** start of Stored records **

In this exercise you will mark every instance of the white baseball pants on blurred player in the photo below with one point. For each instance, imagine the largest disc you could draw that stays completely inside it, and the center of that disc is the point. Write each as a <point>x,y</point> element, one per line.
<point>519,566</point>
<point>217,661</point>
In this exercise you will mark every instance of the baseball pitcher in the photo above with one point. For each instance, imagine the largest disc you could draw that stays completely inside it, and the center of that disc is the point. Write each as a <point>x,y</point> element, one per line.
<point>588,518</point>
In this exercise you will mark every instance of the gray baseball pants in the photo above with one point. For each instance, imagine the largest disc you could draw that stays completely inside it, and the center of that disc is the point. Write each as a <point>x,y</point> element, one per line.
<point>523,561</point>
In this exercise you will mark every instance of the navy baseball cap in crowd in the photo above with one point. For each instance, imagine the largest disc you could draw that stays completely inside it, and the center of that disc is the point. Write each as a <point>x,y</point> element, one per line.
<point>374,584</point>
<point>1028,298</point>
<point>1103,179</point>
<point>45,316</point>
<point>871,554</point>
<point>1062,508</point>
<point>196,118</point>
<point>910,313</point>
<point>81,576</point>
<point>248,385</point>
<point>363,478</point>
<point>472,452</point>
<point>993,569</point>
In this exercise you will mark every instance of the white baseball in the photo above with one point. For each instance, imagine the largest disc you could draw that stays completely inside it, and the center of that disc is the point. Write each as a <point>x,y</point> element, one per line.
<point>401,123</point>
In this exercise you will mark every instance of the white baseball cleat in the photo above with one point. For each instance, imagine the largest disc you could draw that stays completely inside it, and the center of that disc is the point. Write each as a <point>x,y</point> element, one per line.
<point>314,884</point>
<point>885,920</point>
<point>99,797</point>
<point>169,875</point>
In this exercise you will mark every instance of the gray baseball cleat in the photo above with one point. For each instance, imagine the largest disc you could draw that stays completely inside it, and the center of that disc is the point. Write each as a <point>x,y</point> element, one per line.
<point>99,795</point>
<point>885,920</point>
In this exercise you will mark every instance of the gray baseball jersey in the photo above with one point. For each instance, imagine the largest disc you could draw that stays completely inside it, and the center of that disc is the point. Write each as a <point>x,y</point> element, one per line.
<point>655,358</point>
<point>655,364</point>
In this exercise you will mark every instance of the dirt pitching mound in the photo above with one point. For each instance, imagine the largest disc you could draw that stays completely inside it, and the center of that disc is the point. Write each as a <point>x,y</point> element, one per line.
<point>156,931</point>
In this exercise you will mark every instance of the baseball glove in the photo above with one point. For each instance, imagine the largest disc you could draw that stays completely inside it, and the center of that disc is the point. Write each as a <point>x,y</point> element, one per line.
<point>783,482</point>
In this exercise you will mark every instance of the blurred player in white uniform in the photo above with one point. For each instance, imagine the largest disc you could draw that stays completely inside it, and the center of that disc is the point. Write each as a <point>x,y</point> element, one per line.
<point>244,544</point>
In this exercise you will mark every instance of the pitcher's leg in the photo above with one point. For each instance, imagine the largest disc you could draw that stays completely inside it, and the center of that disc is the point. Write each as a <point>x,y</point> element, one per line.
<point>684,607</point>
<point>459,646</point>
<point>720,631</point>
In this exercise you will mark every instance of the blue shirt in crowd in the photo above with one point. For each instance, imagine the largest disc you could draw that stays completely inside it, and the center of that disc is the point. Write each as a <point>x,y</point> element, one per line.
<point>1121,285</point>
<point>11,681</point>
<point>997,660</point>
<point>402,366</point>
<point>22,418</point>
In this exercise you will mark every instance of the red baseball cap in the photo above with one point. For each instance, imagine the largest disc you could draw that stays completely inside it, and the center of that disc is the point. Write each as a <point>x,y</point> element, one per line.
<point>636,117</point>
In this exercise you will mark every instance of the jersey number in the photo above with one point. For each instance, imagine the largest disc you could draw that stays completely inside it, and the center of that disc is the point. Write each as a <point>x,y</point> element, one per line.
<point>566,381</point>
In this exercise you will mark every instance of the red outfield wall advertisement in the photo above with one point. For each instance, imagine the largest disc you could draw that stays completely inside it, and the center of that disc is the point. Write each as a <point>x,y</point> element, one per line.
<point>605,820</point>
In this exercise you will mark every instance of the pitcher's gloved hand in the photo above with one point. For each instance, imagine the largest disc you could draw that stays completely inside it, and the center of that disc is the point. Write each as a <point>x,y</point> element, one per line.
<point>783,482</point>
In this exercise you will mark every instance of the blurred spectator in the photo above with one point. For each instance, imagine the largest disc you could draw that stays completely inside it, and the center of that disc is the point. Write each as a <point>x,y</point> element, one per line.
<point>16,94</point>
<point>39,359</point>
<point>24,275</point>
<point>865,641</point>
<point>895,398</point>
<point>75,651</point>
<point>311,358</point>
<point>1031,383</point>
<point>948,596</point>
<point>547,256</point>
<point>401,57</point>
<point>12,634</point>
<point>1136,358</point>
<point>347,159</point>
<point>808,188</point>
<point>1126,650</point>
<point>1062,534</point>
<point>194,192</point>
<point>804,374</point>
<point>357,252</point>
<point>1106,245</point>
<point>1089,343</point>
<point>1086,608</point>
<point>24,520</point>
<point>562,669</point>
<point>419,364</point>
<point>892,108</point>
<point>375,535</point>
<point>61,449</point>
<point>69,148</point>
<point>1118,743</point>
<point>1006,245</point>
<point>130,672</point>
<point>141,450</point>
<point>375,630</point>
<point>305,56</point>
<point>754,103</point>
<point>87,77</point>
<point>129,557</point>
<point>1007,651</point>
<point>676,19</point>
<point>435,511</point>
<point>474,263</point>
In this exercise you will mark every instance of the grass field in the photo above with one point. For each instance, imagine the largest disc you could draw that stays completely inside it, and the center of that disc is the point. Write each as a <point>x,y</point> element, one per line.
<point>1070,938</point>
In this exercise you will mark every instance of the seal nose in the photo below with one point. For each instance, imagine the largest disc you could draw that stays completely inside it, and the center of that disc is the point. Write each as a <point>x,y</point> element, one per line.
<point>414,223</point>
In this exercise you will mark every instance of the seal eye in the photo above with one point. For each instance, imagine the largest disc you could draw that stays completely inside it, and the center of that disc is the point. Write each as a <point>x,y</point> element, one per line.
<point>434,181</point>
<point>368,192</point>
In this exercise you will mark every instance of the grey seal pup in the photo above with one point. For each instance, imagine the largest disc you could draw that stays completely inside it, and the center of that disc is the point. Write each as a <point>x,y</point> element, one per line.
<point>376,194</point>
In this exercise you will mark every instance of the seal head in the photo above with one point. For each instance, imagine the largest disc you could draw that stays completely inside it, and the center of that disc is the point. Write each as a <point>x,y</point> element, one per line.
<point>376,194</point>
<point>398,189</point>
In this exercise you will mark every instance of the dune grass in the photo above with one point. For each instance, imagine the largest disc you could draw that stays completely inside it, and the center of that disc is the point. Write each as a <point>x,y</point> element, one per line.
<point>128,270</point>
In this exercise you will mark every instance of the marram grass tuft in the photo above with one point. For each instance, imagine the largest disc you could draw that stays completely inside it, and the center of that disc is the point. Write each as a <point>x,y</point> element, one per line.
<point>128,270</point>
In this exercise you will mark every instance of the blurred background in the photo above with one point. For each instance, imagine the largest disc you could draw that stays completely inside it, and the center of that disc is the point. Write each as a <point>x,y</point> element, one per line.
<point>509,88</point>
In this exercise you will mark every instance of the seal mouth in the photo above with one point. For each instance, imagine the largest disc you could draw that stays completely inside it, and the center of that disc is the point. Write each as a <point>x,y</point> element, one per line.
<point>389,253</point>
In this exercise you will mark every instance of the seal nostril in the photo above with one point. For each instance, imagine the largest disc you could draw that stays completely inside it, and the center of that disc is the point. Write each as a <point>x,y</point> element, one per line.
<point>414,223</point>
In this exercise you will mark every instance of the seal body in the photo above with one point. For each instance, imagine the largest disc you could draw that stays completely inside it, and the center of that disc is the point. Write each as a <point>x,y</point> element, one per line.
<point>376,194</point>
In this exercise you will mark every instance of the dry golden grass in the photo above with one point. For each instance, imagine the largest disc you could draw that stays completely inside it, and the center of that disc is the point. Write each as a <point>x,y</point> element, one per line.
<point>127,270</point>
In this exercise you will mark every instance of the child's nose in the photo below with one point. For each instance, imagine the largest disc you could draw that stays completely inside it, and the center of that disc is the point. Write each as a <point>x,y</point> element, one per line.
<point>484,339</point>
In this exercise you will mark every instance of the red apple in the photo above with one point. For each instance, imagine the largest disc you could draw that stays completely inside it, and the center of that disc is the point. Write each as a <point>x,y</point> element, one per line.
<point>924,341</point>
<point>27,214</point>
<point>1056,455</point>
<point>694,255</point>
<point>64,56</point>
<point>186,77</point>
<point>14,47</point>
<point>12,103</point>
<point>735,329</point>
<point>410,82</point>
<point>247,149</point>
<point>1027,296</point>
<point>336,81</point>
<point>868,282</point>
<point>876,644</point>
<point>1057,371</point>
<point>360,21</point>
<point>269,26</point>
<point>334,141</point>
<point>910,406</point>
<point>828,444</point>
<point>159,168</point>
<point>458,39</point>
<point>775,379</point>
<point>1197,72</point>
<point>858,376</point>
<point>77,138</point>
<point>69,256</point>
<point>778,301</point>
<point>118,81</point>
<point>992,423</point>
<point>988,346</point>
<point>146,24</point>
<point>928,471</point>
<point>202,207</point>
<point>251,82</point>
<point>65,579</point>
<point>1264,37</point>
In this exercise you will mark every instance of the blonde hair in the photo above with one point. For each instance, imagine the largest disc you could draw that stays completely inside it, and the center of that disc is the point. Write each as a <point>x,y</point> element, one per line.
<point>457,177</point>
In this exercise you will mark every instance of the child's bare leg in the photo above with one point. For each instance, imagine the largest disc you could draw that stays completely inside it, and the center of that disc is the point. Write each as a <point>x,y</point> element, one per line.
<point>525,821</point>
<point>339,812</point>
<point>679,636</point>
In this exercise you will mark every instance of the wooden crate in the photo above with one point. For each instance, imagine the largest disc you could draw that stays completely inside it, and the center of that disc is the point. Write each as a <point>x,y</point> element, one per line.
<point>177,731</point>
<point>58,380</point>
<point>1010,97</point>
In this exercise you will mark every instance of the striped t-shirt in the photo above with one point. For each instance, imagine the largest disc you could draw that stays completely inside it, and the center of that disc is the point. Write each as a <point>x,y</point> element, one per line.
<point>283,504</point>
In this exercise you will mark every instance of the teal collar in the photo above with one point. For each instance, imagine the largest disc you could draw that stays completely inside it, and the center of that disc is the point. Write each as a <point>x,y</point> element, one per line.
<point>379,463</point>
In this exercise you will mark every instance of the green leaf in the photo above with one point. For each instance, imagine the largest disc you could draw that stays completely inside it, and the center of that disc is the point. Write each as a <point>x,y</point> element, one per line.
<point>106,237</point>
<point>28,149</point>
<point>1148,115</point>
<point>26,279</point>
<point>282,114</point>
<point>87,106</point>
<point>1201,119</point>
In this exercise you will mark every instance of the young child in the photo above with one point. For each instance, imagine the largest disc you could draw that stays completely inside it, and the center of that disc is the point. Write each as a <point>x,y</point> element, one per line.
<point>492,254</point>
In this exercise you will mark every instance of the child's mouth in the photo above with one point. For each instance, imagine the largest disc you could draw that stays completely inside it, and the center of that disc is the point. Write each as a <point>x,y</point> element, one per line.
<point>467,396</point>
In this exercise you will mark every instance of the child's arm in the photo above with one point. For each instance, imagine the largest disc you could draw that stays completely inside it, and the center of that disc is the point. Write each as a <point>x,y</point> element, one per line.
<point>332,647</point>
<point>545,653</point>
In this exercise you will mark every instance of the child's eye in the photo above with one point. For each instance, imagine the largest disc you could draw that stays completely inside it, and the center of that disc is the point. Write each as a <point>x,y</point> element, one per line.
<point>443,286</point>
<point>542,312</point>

** end of Stored records **

» **Aim**:
Could you turn everything from the start of the records down to the line containing "<point>523,561</point>", that line included, into a numbered list with blank lines left out?

» **Right answer**:
1. In this exercise you will mark every instance of the white baseball pants on blurred player in the photo below with one point. For each instance, imagine the largest disc you could draw that stays completely inside it, and the center of that disc is the point. Write each as a <point>x,y</point> element, one per line.
2. <point>519,566</point>
3. <point>217,661</point>
4. In this exercise you will mark every instance of the baseball pitcher in the photo above with one point. For each instance, imagine the largest disc you could draw that stays completely inside it, and the center of that disc is the point. Write each as a <point>x,y</point> element, one per line.
5. <point>588,518</point>
6. In this exercise you will mark every instance of the gray baseball pants in the photo above with one point. For each instance, imagine the largest disc you could draw that stays completely inside it, and the center of that disc is the point. Write each as a <point>x,y</point> element, one per line.
7. <point>523,561</point>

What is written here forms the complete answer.